## Task input
☆ ☆ ☆ ☆ ☆
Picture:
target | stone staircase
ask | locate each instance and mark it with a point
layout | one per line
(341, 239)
☆ ☆ ☆ ☆ ☆
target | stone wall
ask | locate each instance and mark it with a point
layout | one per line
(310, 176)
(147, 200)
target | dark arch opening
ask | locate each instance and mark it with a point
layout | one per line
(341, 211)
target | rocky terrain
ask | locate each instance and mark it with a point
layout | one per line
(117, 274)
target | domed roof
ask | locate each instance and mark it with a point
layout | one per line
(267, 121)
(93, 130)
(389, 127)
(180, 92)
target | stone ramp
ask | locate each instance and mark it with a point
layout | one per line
☆ ☆ ☆ ☆ ☆
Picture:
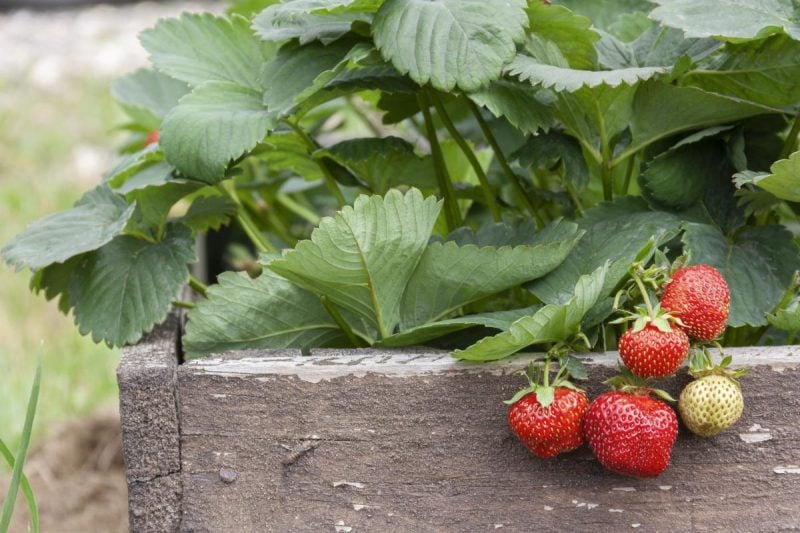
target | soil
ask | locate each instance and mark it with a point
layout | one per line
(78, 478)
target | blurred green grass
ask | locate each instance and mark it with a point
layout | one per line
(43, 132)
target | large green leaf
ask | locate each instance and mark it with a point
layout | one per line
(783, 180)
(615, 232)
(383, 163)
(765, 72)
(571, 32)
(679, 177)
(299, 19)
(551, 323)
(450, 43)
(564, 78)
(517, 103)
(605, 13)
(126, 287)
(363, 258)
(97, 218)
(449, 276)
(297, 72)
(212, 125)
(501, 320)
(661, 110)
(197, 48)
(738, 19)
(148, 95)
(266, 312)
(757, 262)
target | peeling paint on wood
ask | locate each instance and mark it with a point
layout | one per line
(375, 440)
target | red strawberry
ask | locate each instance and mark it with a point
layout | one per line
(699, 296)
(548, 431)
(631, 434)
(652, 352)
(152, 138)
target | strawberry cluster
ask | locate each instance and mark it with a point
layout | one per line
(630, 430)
☆ ☆ ☆ ☆ ☆
## Work to do
How many lines of the records contain the string "strawberry"? Case counts. Give only the number.

## Exercise solution
2